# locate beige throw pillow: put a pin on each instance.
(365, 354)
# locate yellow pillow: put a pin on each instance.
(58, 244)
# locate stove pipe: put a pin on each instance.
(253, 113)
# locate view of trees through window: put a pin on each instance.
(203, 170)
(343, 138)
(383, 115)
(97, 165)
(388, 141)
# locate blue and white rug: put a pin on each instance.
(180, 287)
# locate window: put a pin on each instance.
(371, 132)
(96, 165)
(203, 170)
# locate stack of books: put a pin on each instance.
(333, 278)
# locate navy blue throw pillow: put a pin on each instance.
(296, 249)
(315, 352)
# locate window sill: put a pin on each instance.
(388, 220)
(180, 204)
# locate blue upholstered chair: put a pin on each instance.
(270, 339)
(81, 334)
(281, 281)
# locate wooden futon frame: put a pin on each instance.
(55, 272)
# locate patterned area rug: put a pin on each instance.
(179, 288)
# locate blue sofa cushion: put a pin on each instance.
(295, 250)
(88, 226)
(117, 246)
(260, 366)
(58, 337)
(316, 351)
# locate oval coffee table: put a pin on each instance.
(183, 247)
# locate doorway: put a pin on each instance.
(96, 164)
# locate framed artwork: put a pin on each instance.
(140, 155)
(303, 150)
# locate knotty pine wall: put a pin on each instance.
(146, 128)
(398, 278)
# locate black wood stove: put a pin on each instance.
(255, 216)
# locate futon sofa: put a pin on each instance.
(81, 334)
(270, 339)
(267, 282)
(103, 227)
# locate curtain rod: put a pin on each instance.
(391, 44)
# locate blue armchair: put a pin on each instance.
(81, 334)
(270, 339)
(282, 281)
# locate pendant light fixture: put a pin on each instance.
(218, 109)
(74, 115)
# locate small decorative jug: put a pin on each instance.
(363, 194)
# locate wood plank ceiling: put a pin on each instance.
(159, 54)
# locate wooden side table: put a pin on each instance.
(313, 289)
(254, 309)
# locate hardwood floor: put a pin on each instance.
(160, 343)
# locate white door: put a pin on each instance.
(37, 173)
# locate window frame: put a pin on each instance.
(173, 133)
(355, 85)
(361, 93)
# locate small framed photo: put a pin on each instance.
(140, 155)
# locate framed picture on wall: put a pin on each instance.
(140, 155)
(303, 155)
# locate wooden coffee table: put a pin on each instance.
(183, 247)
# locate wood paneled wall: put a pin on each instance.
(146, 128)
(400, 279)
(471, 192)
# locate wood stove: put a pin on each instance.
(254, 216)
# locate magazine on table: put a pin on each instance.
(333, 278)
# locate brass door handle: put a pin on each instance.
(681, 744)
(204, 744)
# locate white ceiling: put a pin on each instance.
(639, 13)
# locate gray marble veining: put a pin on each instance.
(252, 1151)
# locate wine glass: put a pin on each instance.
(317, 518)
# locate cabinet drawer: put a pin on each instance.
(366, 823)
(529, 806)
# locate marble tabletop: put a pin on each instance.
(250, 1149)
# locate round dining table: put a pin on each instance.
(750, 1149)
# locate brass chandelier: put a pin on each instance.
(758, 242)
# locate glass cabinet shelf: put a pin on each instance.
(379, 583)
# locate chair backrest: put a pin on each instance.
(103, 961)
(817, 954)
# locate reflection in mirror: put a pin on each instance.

==========

[Instructions for the task]: Write out the material from the first line to the last, exactly.

[Result of the task]:
# locate beige throw pillow: put a pin on each instance.
(365, 354)
# locate yellow pillow: put a pin on each instance.
(58, 244)
# locate stove pipe: put a pin on each instance.
(253, 113)
# locate view of trees through window: put a pin on each instance.
(203, 170)
(343, 138)
(383, 115)
(97, 165)
(388, 141)
# locate blue and white rug: put a pin on each instance.
(180, 287)
# locate window: put a pin on each instance.
(371, 132)
(96, 165)
(203, 170)
# locate stack of books: put a pin on each instance.
(333, 278)
# locate navy blue throw pillow: put a pin on each instance.
(296, 249)
(315, 352)
# locate window sill: put a pin on each instance.
(388, 220)
(180, 204)
# locate blue upholstered chair: put a pin on each instance.
(270, 339)
(81, 334)
(281, 281)
# locate wooden futon frame: put a pin on each instance.
(55, 272)
# locate patterned area rug: put a pin on each instance.
(179, 288)
# locate blue sofa cushion: put a pin on each instance.
(295, 250)
(88, 226)
(117, 246)
(260, 366)
(58, 337)
(316, 351)
# locate oval coffee table: put a pin on each instance.
(183, 247)
# locate doorway: put a pin on each instance.
(96, 164)
# locate framed artwork: put a pin on each instance.
(140, 155)
(303, 150)
# locate knotty pine wall: put a pin on each instance.
(146, 128)
(398, 278)
# locate black wood stove: put a pin on each instance.
(255, 216)
# locate futon sofa: put a pin on each instance.
(81, 334)
(270, 339)
(267, 282)
(103, 227)
# locate curtain rod: put a pin on each instance.
(391, 44)
# locate blue armchair: put a pin on each instance.
(81, 334)
(270, 339)
(282, 281)
# locate pendant light fixture: put a pin on each instance.
(218, 109)
(74, 115)
# locate small decorative jug: put a pin on each instance.
(363, 194)
# locate wood plank ceiling: put a pin on each instance.
(159, 54)
# locate wooden side table: put a pin on each instance.
(313, 289)
(254, 309)
# locate hardwood floor: put a pin on each instance.
(160, 343)
# locate white door: put a pin on each instance.
(37, 173)
# locate window frame: put a pin on each instance.
(173, 133)
(355, 85)
(361, 93)
# locate small framed photo: put a pin on each instance.
(140, 155)
# locate framed picture on wall: put a pin on each instance.
(140, 155)
(303, 155)
# locate wooden coffee table: put a pin on each instance.
(183, 247)
# locate wood paneled wall: put a pin on each instance.
(146, 128)
(400, 279)
(471, 192)
# locate wood stove: put a pin on each instance.
(254, 216)
# locate magazine on table: put a pin on each instance.
(333, 278)
# locate brass door handle: put a pin on each instance.
(681, 744)
(204, 744)
# locate white ceiling: put a pin on each instance.
(639, 13)
# locate gray marble veining: put a pin on each instance.
(252, 1151)
# locate wine glass: put a pin on each instance.
(317, 518)
# locate cabinet drawer: put a pin on each instance.
(366, 823)
(529, 806)
# locate marble tabletop: put a pin on each instance.
(250, 1149)
# locate round dining table: put a pin on each instance.
(750, 1149)
# locate brass chandelier: put a pin on each instance.
(758, 242)
# locate glass cabinet shelf: put a pin on each instance.
(379, 583)
# locate chair backrest: put a pin on each instance.
(103, 961)
(817, 954)
# locate reflection in mirror: put a pin on each instance.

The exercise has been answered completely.